▶ _Exercise directions_
Among the lines below, copy exactly those from the one with "drop a point: the tree" through the one with "drop a point: the yellow taxi cab", counting both ends.

*** Records for processing ***

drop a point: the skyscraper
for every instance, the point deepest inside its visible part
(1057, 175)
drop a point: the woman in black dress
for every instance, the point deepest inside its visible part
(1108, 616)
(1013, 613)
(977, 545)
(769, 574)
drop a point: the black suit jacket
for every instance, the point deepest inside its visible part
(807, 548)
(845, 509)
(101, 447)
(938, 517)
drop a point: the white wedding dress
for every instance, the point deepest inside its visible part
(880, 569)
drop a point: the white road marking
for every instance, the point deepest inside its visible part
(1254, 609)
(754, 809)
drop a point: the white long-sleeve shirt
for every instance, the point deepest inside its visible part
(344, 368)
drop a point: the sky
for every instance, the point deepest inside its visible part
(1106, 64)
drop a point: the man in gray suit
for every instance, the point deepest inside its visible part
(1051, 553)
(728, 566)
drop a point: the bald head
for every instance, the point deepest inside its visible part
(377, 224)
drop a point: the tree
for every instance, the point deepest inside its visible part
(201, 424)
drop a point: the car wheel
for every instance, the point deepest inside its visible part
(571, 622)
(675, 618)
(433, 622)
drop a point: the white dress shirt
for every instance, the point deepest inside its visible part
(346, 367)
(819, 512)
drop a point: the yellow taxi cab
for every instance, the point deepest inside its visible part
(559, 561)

*** End of Records for processing ***
*** Records for processing ***

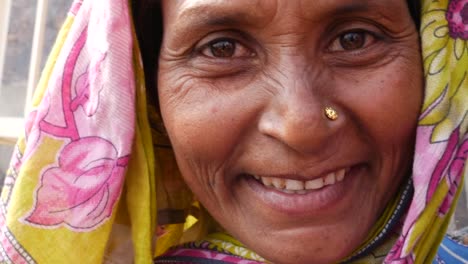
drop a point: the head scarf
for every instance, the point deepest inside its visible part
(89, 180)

*** End of Records for processing ***

▶ _Answer space_
drop a point: the tree
for every instance, the point deepest inside its visible part
(201, 424)
drop a point: the car wheel
for every instance, the point deepest inside its visible part
(571, 622)
(675, 618)
(433, 622)
drop a point: the white dress shirt
for every instance, the point deepest inside its visible part
(346, 367)
(819, 512)
drop a point: the yellow taxi cab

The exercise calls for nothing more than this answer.